-- SET TASK --
Please gather every line of the records below that contains the string "trees", treating uppercase and lowercase as different, and copy each one.

(A run of records)
%%
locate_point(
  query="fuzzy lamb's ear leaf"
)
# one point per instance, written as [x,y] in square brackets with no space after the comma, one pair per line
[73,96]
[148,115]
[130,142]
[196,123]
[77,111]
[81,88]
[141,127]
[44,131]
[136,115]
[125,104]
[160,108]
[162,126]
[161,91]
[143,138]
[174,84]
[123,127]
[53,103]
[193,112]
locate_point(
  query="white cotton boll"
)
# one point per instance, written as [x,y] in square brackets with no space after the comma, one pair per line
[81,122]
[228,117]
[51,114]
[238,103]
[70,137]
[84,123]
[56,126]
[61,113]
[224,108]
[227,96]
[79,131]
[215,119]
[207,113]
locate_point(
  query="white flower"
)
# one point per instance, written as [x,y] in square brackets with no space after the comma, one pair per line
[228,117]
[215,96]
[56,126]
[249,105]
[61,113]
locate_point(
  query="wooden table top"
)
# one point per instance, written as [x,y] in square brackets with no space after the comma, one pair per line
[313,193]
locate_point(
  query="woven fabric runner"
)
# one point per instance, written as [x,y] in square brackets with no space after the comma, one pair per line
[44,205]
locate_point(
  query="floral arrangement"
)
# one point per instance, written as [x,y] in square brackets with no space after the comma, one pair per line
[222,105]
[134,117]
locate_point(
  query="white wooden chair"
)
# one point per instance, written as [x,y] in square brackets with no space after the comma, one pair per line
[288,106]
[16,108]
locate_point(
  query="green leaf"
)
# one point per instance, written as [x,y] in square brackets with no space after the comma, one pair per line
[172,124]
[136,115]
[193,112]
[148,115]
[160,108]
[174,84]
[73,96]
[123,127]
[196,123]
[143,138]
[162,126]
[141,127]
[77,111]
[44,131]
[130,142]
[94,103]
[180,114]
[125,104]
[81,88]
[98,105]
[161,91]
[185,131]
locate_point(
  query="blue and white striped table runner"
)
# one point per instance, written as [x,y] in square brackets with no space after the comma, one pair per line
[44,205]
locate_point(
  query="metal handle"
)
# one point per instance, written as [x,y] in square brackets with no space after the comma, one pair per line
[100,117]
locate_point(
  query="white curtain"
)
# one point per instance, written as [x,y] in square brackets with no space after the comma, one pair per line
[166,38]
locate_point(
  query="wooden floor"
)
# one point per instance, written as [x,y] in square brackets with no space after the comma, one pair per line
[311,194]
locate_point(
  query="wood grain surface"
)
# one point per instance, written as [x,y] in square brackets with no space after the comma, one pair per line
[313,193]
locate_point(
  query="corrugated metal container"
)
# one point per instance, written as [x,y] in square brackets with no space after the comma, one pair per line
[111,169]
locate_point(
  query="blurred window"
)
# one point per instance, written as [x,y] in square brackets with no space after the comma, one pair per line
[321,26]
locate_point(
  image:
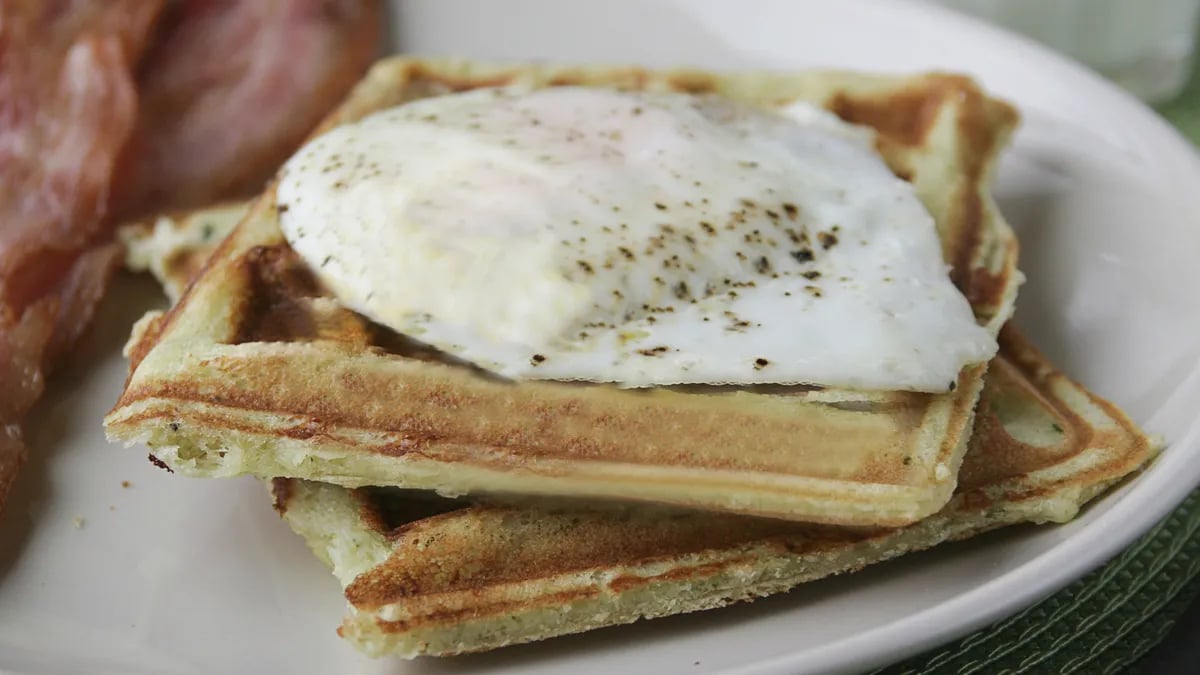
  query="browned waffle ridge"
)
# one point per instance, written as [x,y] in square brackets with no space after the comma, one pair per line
[256,370]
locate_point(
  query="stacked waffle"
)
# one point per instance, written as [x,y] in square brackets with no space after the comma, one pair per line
[463,511]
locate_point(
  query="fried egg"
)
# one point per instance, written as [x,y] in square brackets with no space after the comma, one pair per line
[636,238]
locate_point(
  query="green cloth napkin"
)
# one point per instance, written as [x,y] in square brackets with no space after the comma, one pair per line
[1114,616]
[1099,625]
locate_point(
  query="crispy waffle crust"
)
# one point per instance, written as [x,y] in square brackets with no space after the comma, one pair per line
[257,370]
[478,577]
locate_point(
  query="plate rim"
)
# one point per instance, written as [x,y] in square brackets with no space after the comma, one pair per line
[1137,507]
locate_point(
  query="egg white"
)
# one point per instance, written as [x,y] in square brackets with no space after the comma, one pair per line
[635,238]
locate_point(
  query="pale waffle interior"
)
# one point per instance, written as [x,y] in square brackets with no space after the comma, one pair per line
[427,575]
[257,370]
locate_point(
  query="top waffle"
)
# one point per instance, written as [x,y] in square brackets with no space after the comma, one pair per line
[258,370]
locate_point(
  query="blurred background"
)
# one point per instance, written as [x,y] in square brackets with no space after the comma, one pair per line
[1145,46]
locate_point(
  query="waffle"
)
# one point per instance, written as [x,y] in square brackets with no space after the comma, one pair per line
[441,577]
[258,370]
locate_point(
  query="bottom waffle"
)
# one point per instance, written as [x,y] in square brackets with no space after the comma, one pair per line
[431,575]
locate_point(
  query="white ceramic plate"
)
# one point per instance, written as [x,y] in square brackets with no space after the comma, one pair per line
[179,575]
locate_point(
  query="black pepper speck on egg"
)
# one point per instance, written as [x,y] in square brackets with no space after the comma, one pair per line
[803,255]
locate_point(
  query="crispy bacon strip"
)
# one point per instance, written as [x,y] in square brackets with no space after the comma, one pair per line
[67,105]
[232,88]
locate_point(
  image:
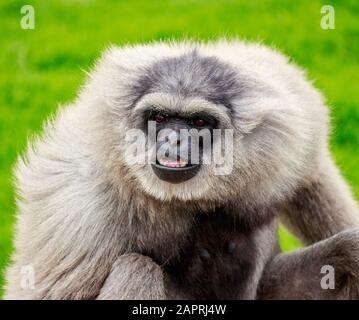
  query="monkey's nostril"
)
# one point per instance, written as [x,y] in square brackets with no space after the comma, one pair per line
[231,246]
[203,253]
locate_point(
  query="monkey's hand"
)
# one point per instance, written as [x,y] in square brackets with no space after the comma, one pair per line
[133,276]
[328,269]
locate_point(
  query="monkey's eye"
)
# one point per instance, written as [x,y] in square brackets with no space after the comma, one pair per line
[160,117]
[200,122]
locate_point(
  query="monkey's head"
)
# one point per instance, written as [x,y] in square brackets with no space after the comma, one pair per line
[207,122]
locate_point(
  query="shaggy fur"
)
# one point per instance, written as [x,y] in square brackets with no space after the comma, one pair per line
[94,225]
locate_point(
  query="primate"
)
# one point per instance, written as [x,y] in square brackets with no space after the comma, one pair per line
[94,224]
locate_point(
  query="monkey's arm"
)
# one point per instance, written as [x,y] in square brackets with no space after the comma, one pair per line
[133,277]
[297,275]
[321,208]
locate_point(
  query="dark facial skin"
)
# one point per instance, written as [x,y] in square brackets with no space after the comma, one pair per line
[178,122]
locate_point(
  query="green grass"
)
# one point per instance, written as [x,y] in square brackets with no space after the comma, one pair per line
[43,67]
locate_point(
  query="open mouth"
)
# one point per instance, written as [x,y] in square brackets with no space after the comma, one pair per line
[174,171]
[171,163]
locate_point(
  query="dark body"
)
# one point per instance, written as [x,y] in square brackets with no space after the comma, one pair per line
[219,257]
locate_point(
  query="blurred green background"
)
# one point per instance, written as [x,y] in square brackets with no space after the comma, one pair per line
[44,67]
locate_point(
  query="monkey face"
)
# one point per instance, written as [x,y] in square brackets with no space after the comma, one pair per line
[183,137]
[161,90]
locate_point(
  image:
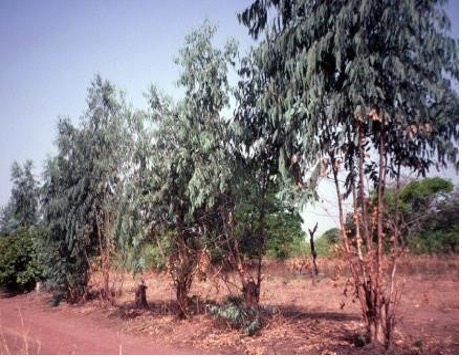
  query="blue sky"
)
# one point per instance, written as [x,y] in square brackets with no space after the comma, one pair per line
[50,51]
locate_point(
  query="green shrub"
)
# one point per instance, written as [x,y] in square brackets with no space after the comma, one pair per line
[234,313]
[19,263]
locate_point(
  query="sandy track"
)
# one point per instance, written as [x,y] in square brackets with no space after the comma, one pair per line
[26,328]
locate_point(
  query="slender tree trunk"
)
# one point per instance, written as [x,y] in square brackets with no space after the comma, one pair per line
[313,250]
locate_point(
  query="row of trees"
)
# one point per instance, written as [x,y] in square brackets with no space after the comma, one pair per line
[328,90]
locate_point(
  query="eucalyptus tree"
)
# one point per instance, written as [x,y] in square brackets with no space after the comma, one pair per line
[22,209]
[83,189]
[346,82]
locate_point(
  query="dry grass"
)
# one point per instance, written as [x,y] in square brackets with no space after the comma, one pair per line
[314,316]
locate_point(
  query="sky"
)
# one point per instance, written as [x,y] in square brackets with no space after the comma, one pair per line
[50,50]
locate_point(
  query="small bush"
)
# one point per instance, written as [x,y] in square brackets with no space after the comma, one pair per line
[235,314]
[19,264]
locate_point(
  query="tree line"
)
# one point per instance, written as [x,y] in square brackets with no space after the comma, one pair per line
[328,90]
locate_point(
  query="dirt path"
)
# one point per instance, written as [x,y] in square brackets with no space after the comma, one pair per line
[28,328]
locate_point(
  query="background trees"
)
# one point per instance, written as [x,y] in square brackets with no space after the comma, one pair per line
[329,91]
[350,90]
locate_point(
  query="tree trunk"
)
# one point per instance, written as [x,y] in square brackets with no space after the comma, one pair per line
[313,250]
[251,293]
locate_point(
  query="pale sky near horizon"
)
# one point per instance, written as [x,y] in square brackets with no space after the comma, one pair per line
[50,50]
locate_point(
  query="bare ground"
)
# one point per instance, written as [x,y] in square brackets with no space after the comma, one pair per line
[313,316]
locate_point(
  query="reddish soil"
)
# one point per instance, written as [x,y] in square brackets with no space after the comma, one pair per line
[28,325]
[308,320]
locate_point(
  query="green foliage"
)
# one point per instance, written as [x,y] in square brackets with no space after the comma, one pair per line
[20,266]
[82,191]
[233,312]
[316,78]
[22,209]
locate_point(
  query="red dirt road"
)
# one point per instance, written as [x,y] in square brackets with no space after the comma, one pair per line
[28,328]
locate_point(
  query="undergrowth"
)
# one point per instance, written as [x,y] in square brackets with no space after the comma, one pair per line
[237,315]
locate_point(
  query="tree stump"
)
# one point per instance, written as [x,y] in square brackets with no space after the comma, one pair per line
[140,296]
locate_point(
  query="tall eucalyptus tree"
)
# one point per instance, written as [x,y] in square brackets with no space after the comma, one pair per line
[22,209]
[83,190]
[190,162]
[347,80]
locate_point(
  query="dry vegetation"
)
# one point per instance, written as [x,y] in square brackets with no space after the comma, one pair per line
[310,315]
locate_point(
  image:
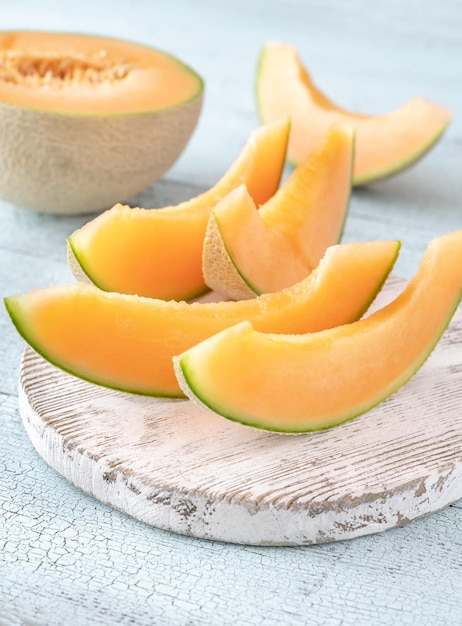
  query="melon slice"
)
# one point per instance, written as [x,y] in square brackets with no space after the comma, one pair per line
[294,384]
[88,121]
[385,144]
[158,253]
[127,342]
[249,252]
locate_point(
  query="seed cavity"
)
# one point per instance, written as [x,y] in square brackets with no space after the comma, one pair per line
%%
-- EXPECTED OUTPUT --
  query="row of trees"
  query="background trees"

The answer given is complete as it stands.